**Data listing**.
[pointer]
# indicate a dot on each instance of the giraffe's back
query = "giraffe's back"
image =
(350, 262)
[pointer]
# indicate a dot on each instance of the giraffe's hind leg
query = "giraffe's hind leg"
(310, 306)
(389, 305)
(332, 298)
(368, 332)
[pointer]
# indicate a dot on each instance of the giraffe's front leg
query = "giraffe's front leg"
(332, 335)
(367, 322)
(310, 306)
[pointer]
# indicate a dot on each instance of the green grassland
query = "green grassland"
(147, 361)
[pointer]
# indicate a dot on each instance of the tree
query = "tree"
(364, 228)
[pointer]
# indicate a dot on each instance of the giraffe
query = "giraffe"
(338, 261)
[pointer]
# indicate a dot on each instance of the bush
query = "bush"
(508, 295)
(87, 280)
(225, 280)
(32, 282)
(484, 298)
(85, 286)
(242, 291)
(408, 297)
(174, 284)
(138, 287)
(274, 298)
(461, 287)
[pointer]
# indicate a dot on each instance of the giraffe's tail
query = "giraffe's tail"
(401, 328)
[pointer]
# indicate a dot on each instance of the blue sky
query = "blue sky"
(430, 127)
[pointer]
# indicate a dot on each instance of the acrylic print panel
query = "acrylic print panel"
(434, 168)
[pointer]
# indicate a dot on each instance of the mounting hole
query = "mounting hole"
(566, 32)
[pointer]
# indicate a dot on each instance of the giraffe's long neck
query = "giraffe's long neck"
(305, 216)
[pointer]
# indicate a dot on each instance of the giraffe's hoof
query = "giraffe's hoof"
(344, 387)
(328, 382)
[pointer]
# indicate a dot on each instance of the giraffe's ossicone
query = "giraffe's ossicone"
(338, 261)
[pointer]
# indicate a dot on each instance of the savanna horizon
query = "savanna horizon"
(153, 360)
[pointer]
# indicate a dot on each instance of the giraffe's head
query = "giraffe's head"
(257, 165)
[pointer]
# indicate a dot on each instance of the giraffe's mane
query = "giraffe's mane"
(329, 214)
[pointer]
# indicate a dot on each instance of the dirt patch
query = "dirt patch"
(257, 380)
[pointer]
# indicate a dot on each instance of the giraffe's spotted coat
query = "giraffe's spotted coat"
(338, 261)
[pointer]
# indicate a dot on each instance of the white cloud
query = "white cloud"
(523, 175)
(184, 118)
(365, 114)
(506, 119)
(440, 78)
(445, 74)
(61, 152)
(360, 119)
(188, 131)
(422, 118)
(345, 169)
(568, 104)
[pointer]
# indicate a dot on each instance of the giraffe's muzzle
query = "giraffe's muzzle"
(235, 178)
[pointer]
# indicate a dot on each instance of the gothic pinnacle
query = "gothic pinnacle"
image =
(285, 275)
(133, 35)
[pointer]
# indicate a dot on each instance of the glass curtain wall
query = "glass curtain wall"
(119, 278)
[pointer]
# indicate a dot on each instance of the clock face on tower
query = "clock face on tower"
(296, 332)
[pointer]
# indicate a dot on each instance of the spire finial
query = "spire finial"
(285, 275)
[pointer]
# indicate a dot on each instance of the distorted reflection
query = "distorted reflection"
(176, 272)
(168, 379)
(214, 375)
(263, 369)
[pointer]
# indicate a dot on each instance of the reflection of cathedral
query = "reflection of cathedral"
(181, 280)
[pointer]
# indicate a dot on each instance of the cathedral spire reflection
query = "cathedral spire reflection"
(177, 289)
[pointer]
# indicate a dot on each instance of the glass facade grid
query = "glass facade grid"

**Aim of the exercise**.
Write out every line of the material exactly as it appears.

**Written answer**.
[pointer]
# indicate a dot on each instance of the giraffe's back
query = "giraffe's back"
image =
(350, 262)
[pointer]
# indicate a dot on each instance of the giraffe's hind leg
query = "giraffe's hind leg"
(310, 306)
(389, 305)
(332, 298)
(368, 332)
[pointer]
# indicate a dot on each instance of the giraffe's front leg
query = "giraffe's front leg"
(332, 335)
(367, 322)
(310, 306)
[pointer]
# indicate a dot on each instance of the green grassland
query = "green grassland"
(147, 361)
[pointer]
# indicate a dot on each instance of the tree
query = "tree"
(364, 228)
[pointer]
# indicate a dot on each instance of the giraffe
query = "giraffe"
(338, 261)
[pointer]
# indicate a dot on each instance of the bush
query = "bush"
(508, 295)
(87, 280)
(225, 280)
(32, 282)
(484, 298)
(85, 286)
(242, 291)
(408, 297)
(174, 284)
(138, 287)
(274, 298)
(461, 287)
[pointer]
# indicate a dot on each instance of the giraffe's tail
query = "giraffe's tail"
(401, 328)
[pointer]
# indicate a dot on each instance of the blue sky
query = "blue sky"
(430, 127)
[pointer]
# indicate a dot on each instance of the acrylic print panel
query = "acrylic print panel"
(434, 168)
[pointer]
# indicate a dot on each instance of the mounting hole
query = "mounting hole"
(566, 32)
[pointer]
# indicate a dot on each instance of the giraffe's long neck
query = "giraffe's long neck"
(305, 216)
[pointer]
# indicate a dot on each instance of the giraffe's hoof
query = "giraffe's hoof"
(344, 387)
(328, 382)
[pointer]
# indicate a dot on each instance of the giraffe's ossicone
query = "giraffe's ossicone"
(338, 261)
[pointer]
# indicate a dot on each instance of the savanna horizon
query = "savanna horizon"
(153, 360)
[pointer]
# indicate a dot on each instance of the giraffe's head
query = "giraffe's head"
(257, 165)
[pointer]
# indicate a dot on each instance of the giraffe's mane
query = "giraffe's mane"
(329, 214)
[pointer]
# indicate a dot on each instance of the dirt patch
query = "dirt patch"
(257, 380)
[pointer]
# indicate a dot on each instance of the giraffe's spotted coat
query = "giraffe's spotted coat"
(338, 261)
[pointer]
# indicate a dot on each instance of the white cloud
query = "white cloud"
(523, 175)
(184, 118)
(365, 114)
(506, 119)
(440, 78)
(445, 74)
(61, 152)
(360, 119)
(188, 131)
(422, 118)
(345, 169)
(568, 104)
[pointer]
# indicate a dot on each instance of the giraffe's muzzle
query = "giraffe's muzzle"
(235, 178)
[pointer]
# indicate a dot on each instance of the gothic pinnacle
query = "gothic pinnacle"
image =
(285, 275)
(133, 35)
[pointer]
# indicate a dot on each instance of the glass curtain wall
query = "glass curtain wall"
(119, 278)
[pointer]
# indicate a dot on each instance of the clock face on tower
query = "clock face on tower"
(296, 332)
[pointer]
# indicate a dot on each instance of the spire finial
query = "spire finial"
(285, 275)
[pointer]
# indicate a dot on each instance of the distorted reflection
query = "distorted reflection"
(176, 272)
(168, 379)
(214, 375)
(263, 369)
[pointer]
# indicate a dot on each instance of the reflection of cathedral
query = "reflection of cathedral"
(181, 280)
[pointer]
# indicate a dot on each instance of the cathedral spire reflection
query = "cathedral spire reflection"
(177, 289)
[pointer]
# indicate a dot on each instance of the glass facade grid
query = "glass facade grid"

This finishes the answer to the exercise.